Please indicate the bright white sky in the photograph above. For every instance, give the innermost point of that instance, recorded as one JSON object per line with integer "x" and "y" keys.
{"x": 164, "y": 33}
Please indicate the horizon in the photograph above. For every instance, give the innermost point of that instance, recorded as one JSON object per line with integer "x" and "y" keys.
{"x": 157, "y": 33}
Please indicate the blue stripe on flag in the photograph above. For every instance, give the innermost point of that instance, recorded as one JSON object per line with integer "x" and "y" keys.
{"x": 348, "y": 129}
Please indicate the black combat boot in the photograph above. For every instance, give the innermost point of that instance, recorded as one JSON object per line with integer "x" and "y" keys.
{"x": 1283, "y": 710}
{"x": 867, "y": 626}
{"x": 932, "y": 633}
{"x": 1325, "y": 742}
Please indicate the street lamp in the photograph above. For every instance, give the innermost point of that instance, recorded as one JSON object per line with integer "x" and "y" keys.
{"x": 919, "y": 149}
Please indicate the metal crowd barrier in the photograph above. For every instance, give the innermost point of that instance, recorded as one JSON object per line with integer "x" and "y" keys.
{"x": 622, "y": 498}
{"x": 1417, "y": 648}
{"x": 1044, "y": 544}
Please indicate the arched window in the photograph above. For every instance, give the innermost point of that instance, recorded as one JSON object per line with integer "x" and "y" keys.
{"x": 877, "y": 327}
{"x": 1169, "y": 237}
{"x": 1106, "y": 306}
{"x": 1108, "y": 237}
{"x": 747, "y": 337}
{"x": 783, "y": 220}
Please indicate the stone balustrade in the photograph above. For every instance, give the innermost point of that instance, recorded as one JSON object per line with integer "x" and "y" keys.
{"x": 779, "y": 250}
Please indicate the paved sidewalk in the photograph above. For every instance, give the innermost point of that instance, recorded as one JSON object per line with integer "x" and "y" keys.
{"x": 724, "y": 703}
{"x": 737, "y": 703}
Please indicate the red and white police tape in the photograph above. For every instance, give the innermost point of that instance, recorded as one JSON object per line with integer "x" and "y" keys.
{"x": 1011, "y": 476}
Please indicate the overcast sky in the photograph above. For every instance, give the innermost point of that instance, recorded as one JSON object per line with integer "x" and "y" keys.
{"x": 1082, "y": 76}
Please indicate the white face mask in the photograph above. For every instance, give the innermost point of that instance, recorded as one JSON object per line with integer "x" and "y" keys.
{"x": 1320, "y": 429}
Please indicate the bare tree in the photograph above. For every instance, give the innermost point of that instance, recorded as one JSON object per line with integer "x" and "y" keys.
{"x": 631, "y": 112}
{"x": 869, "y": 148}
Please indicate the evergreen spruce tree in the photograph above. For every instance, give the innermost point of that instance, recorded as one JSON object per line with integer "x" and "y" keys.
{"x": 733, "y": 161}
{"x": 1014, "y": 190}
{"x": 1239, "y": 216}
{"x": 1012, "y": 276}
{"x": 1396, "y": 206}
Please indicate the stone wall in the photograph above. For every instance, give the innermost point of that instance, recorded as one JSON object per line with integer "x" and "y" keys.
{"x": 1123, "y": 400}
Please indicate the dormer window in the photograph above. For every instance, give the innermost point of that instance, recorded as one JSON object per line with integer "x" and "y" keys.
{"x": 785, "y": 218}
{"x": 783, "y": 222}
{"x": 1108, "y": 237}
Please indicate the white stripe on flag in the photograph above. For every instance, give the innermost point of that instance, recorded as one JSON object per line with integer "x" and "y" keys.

WHAT IS NEEDED:
From the line with "Please indicate the bare" to the last line of the material, give every line again exactly, and only those lines.

EXERCISE SOLUTION:
Please indicate the bare tree in the photograph above. For every instance, give the innermost point of that instance, recorded as one JSON object per line with integer "x" and "y" keys.
{"x": 631, "y": 112}
{"x": 869, "y": 148}
Please indicate the evergreen spruce tree in the photograph above. For every instance, give the innermost point of that instance, recorded as one JSON object per line with integer "x" and "y" keys.
{"x": 733, "y": 161}
{"x": 1014, "y": 190}
{"x": 1239, "y": 216}
{"x": 1012, "y": 276}
{"x": 1396, "y": 206}
Please indicate the stone wall in the photograph above. For every instance, give the innermost point of that instance, recorded as one JSON object per line with integer "x" and "y" keys.
{"x": 1123, "y": 400}
Please indicate the dormer window in the photograph above. For every instance, give the innermost point of that instance, recorded as one JSON object per line with integer "x" and "y" keys.
{"x": 785, "y": 218}
{"x": 783, "y": 222}
{"x": 1108, "y": 237}
Please indicate the white stripe on flag in the photograph above. For every instance, give the innermost point of that instance, recorded as one JSON object per line with integer "x" and "y" keys.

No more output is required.